▸ Passage given:
##########
Reviews: Learning to Communicate with Deep Multi-Agent Reinforcement Learning

NIPS 2016
Mon Dec 5th through Sun the 11th, 2016 at Centre Convencions Internacional Barcelona

Paper ID:	1124
Title:	Learning to Communicate with Deep Multi-Agent Reinforcement Learning

Reviewer 1

Summary

This paper considers the cooperative learning of communication protocols. Two approaches, reinforcement inter-agent learning (RIAL) and differentiable inter-agent learning (DIAL), are proposed for fully cooperative, partially observable, sequential multi-agent decision making problems, with the objective of maximizing a common discounted sum of rewards. In RIAL, two separate Q-networks are used for the environment and communication actions, respectively, and each agent is trained in an end-to-end manner according to the Q-learning objective function. In DIAL, the communication signal and the environment actions are output from a common C-Net, and the entire multi-agent system formed a big neural network so that the entire multi-agent system is trained in an end-to-end manner.

Qualitative Assessment

The paper considers the settings with centralized learning but decentralized execution, where communication between agents is not restricted during learning but is restricted over band-limited channel during execution. An important problem here is whether such a mismatch between training and execution settings will lead to performance degradation. The authors may want to comment on this. Is m_t^a in DIAL a binary vector or a binary scalar?

Confidence in this Review

2-Confident (read it all; understood it all reasonably well)
##########
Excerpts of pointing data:
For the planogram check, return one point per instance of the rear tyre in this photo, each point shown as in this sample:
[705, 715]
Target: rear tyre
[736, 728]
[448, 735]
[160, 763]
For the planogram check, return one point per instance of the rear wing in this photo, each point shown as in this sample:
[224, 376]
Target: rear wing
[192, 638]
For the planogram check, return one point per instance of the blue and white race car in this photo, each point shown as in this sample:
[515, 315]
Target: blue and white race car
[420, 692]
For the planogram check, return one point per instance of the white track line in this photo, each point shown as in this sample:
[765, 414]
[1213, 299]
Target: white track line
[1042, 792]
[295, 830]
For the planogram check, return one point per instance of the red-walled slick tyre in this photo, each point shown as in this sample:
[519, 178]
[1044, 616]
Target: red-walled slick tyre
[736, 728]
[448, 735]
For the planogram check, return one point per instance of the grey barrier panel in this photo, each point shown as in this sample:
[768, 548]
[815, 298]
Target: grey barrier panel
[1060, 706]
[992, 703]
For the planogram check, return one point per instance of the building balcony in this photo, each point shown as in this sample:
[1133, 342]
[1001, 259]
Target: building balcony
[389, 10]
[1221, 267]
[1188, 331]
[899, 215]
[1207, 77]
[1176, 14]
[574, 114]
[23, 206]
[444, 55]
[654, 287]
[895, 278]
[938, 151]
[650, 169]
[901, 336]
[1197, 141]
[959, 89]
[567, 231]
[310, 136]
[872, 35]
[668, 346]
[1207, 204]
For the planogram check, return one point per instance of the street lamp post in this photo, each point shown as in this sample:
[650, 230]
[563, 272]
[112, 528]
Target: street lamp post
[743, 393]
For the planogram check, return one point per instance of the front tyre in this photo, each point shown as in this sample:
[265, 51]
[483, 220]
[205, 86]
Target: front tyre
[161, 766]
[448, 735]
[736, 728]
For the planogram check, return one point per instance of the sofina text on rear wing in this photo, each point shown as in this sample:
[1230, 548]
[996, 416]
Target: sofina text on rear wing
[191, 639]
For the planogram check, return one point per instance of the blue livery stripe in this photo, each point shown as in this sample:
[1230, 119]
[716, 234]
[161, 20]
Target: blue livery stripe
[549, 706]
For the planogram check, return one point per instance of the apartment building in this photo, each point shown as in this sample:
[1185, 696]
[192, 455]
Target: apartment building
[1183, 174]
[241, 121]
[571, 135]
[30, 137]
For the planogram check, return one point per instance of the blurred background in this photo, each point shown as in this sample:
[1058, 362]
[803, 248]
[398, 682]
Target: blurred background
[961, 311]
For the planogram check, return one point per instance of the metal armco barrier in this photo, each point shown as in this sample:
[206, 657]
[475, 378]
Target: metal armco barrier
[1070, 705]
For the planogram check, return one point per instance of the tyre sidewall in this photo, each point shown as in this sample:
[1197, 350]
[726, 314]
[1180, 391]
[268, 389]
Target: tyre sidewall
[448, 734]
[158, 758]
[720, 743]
##########
▸ Task 1:
According to the review of the multi-agent communication paper, how does RIAL handle the environment actions and the communication actions?
▸ Task 2:
Rewrite part of the review of the multi-agent communication paper, starting at the words "Qualitative Assessment" and ending after "a binary scalar?", with "band-limited" changed to "low-bandwidth".
▸ Task 3:
Continue the review of the multi-agent communication paper from the point where it stops.

▸ Written answer 1:
RIAL uses two separate Q-networks, one for the environment actions and one for the communication actions.

▸ Written answer 2:
Qualitative Assessment

The paper considers the settings with centralized learning but decentralized execution, where communication between agents is not restricted during learning but is restricted over low-bandwidth channel during execution. An important problem here is whether such a mismatch between training and execution settings will lead to performance degradation. The authors may want to comment on this. Is m_t^a in DIAL a binary vector or a binary scalar?

▸ Written answer 3:
Reviewer 2

Summary

The paper proposes two novel approaches for multi-agents communication in the context of partially observable problems. The goal is to define methods for learning communication protocols that allow the agents to communicate for collaboration. The problem setting allows here centralized learning. Both approaches are based on reinforcement Deep Recurrent Q-learning Networks (DRQN), which they employ in the context of multi-agents collaboration. However, while the first approach is only a straightforward application of DRQN in the context of multi-agents, the second proposes real-valued communication between agents that allows a back-propagation of the gradient via the communication channel, which favors the difficult emergence of an effective communication protocol between agents.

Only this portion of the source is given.